Provided text ::
☆ ☆ ☆ ☆ ☆

A last-minute deal that Gov. Jerry Brown made with Republican lawmakers to win support for a 10-year extension of his signature climate program could cost the governor another top priority: high-speed rail.
In extending California’s cap-and-trade system of controlling greenhouse-gas emissions through 2030, lawmakers approved a Republican plan this week to put a constitutional amendment before voters that seeks to give the minority party more say over how the program’s money is spent. One-fourth of that money — more than $1 billion so far and $500 million projected a year in the future — goes toward high-speed rail, a project that Republicans widely oppose.
With the proposed $64 billion train line between Los Angeles and San Francisco facing not only Republican opposition but financial struggles, any cut in funding from the cap-and-trade program could be fatal.

☆ ☆ ☆ ☆ ☆

Material shown ::
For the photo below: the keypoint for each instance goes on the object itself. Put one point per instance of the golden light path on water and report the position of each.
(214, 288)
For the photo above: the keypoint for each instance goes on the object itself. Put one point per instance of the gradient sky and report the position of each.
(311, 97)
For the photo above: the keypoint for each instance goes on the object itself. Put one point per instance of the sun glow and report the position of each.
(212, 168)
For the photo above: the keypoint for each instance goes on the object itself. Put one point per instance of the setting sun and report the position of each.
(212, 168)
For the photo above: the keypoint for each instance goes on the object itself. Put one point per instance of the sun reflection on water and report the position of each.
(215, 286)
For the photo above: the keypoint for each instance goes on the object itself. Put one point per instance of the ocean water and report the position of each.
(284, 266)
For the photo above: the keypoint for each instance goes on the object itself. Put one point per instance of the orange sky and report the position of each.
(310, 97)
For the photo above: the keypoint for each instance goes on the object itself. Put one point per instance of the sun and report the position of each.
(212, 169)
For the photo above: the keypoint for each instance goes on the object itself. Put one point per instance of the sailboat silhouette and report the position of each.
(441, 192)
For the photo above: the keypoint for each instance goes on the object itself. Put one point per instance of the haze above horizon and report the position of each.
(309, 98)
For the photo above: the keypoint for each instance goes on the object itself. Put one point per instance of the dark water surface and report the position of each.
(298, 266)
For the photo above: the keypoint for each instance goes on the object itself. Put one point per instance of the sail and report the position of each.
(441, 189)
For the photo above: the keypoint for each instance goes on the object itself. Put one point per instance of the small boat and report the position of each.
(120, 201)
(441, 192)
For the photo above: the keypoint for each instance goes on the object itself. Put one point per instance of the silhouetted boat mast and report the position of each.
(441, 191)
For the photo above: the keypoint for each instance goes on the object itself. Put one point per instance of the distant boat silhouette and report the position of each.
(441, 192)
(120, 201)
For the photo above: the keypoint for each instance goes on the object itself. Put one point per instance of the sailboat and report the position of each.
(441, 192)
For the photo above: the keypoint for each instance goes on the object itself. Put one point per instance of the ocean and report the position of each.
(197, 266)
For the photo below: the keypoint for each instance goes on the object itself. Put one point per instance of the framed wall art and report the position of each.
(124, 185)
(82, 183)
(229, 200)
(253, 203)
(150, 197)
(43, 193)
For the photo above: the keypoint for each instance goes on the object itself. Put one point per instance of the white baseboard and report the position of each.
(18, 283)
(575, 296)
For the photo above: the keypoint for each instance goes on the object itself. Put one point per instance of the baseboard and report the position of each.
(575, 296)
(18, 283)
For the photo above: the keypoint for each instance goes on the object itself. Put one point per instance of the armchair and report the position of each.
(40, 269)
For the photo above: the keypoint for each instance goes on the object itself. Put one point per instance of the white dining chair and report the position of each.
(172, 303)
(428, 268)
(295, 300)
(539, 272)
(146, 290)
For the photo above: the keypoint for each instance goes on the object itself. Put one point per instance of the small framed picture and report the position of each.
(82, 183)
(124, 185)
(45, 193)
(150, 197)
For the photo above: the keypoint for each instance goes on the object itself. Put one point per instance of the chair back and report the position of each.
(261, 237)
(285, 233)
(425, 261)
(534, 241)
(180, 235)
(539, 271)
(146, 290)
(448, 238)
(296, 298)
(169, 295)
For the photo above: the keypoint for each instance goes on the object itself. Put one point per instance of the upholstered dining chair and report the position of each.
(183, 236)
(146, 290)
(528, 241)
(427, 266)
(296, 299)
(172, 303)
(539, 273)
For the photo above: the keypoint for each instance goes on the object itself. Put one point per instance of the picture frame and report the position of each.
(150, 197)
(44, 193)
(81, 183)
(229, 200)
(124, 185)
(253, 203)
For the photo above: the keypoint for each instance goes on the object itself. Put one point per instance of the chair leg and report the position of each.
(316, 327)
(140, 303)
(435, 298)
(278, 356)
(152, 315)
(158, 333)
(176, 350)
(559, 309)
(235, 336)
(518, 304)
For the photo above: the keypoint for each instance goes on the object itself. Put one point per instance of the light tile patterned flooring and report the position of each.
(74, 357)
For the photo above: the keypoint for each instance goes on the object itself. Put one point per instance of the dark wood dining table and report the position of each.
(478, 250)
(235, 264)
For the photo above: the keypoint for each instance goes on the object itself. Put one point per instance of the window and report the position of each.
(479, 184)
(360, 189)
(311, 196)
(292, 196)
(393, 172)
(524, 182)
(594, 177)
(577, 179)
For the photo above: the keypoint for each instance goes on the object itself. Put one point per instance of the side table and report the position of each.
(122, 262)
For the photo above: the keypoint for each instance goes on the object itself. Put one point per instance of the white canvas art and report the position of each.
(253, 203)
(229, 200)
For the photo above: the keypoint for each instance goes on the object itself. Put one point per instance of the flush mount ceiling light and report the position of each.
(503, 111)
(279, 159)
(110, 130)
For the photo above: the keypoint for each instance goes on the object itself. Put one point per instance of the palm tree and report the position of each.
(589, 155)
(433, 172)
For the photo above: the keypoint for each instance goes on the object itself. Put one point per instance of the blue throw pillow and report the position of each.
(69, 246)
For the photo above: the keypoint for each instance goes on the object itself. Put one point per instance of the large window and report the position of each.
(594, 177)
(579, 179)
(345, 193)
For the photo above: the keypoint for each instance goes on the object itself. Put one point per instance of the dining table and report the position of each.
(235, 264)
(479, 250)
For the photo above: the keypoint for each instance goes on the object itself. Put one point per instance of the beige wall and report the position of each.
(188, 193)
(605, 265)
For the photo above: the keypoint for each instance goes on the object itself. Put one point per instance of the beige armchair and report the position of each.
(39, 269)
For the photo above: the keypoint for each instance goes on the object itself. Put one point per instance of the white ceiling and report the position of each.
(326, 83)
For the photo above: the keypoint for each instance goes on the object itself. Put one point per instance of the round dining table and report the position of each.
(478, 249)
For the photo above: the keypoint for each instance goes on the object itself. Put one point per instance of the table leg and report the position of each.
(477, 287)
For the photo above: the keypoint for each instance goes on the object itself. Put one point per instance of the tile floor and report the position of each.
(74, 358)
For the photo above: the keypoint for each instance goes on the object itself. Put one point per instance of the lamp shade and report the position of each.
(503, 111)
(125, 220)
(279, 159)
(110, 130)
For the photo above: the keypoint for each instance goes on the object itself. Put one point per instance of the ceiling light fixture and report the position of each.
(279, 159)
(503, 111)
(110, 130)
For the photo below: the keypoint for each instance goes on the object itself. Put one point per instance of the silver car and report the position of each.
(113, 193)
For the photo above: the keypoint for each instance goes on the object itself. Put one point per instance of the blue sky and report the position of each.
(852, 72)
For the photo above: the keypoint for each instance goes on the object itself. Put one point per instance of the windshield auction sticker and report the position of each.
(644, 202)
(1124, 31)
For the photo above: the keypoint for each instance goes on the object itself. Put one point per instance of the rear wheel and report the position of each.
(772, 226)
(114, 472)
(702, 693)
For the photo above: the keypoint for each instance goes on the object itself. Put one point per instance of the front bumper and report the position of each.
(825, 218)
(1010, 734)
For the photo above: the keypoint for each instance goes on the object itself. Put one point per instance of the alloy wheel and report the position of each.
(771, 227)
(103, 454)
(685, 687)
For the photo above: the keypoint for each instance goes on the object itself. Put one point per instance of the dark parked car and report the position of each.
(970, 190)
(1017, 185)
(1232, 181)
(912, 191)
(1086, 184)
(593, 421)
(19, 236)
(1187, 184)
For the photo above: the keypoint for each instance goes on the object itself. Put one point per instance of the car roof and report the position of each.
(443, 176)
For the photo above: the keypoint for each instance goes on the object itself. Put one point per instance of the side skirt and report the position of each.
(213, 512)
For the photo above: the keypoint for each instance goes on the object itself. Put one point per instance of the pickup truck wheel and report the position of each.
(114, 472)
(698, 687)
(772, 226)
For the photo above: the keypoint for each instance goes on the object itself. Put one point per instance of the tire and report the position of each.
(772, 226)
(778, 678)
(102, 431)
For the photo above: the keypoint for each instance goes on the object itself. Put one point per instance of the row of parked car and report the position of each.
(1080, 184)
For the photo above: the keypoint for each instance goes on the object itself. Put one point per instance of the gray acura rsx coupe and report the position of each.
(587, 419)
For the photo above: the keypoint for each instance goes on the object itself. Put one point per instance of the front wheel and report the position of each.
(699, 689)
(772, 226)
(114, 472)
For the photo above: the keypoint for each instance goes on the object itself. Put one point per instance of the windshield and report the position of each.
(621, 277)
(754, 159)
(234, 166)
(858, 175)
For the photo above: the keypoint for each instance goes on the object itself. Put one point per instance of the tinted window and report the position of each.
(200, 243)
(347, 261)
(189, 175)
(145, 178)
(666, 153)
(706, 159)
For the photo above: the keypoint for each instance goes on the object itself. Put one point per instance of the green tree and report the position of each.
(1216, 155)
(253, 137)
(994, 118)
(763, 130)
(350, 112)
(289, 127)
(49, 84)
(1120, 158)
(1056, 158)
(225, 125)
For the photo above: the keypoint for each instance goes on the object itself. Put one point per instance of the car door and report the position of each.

☆ ☆ ☆ ☆ ☆

Job 1 :: Can you quote the cap-and-trade article from "In extending California’s" to "could be fatal."?
Job 2 :: Could you print the rows from the line with "front wheel and report the position of each." to the last line of the rows, with both ends included?

Correct result 1 ::
In extending California’s cap-and-trade system of controlling greenhouse-gas emissions through 2030, lawmakers approved a Republican plan this week to put a constitutional amendment before voters that seeks to give the minority party more say over how the program’s money is spent. One-fourth of that money — more than $1 billion so far and $500 million projected a year in the future — goes toward high-speed rail, a project that Republicans widely oppose.
With the proposed $64 billion train line between Los Angeles and San Francisco facing not only Republican opposition but financial struggles, any cut in funding from the cap-and-trade program could be fatal.

Correct result 2 ::
For the photo above: the keypoint for each instance goes on the object itself. Put one point per instance of the front wheel and report the position of each.
(699, 689)
(772, 226)
(114, 472)
For the photo above: the keypoint for each instance goes on the object itself. Put one point per instance of the windshield and report the position of each.
(621, 277)
(754, 159)
(234, 166)
(858, 175)
For the photo above: the keypoint for each instance goes on the object itself. Put one point per instance of the tinted window and report the position of each.
(200, 243)
(347, 261)
(189, 175)
(145, 178)
(666, 153)
(706, 159)
For the photo above: the keypoint for each instance goes on the object itself. Put one point per instance of the green tree and report the position of each.
(1216, 155)
(253, 137)
(994, 118)
(763, 130)
(350, 112)
(289, 127)
(49, 84)
(1120, 158)
(1056, 158)
(225, 125)
For the photo above: the keypoint for each instance goes on the object itself. Put one point per instance of the car door and report the position of each.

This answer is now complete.